Start DOCUMENT PASSAGE

SocGén goes all in: Gold back at $5,000 by the end of the year?

Published: Jun 24, 2026 09:51

June 22, 2026

The price of gold is under noticeable pressure following the U.S. Federal Reserve’s most recent interest rate meeting. Although the Federal Reserve left its benchmark interest rate unchanged at a range of 3.50 to 3.75 percent, Fed Chairman Kevin Warsh signaled a possible rate hike by the end of the year. This hawkish stance and the clear focus on price stability are driving bond yields higher, which increases the opportunity cost of the interest-free precious metal. As a result, market expectations have grown that the key support level of $4,000 per ounce will be tested in the near future.

Weak Gold Price: Société Générale Makes Massive Increase

While many market participants are reacting nervously to this development, Société Générale views the current pullback as an attractive buying opportunity. The major French bank is significantly increasing the gold allocation in its multi-asset portfolio for the third quarter from 7 to 10 percent. Accompanied by a broader increase in industrial metals and energy, the bank’s total commodity exposure climbs to a historic record of 20 percent. The strategists are already forecasting a noticeable recovery for the fourth quarter and expect the precious metal to reach the $5,000 mark by the second quarter of 2027.

End DOCUMENT PASSAGE
Start SOURCE EXCERPT

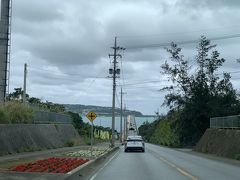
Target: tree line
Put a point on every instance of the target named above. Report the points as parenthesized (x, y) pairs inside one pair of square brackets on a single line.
[(196, 94)]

End SOURCE EXCERPT

* **TASK PROMPT**:
Rewrite the gold price article's passage starting at "While many market" and ending at "quarter of 2027.", with "strategists" swapped for "analysts".

* **FINAL RESULT**:
While many market participants are reacting nervously to this development, Société Générale views the current pullback as an attractive buying opportunity. The major French bank is significantly increasing the gold allocation in its multi-asset portfolio for the third quarter from 7 to 10 percent. Accompanied by a broader increase in industrial metals and energy, the bank’s total commodity exposure climbs to a historic record of 20 percent. The analysts are already forecasting a noticeable recovery for the fourth quarter and expect the precious metal to reach the $5,000 mark by the second quarter of 2027.